Entries from a dataset:
━━━━━━━━━━━━━━━━━━━━
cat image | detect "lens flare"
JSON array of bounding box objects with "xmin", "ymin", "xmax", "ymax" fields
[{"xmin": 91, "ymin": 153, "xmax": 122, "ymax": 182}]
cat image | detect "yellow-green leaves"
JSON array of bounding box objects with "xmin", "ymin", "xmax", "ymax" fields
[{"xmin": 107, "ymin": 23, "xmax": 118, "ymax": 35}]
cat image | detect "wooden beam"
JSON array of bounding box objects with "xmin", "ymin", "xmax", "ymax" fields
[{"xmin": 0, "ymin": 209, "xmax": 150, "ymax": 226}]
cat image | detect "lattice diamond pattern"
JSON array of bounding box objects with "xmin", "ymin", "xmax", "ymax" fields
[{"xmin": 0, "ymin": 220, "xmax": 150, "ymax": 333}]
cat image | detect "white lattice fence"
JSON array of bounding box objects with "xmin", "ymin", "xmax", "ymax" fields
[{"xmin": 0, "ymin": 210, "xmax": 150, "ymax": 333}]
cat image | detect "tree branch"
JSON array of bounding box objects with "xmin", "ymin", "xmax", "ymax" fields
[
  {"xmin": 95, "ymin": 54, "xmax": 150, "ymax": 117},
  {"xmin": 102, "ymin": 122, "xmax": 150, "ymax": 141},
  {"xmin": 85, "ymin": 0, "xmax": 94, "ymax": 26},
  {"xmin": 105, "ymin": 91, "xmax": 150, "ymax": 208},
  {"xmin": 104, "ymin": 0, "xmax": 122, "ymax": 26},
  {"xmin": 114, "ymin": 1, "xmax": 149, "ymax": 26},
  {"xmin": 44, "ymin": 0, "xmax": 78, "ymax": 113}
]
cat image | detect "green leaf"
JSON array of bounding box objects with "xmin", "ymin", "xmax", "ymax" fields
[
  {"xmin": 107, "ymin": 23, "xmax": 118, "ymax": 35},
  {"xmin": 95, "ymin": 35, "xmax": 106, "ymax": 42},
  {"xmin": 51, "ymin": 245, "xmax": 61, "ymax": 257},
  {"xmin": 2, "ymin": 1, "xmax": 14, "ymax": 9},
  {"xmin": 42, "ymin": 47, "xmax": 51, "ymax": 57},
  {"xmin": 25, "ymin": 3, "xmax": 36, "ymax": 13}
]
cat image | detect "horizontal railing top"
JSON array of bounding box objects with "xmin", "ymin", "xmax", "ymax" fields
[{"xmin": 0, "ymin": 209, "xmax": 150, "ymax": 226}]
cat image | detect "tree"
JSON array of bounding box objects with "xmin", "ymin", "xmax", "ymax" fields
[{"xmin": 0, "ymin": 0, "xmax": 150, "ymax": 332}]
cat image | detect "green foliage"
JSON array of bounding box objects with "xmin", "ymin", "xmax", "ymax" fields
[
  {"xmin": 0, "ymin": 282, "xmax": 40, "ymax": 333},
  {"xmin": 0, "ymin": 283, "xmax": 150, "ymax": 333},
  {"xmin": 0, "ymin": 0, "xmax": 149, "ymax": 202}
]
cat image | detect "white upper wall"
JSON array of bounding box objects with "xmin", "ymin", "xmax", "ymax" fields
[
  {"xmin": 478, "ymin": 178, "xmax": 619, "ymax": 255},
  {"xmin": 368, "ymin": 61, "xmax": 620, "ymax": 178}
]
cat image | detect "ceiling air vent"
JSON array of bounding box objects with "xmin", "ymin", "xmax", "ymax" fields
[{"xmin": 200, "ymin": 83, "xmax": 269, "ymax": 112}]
━━━━━━━━━━━━━━━━━━━━
§ Requirements
Count the lines in the entries above that contain the string "green", and reply with only that number.

§ Result
3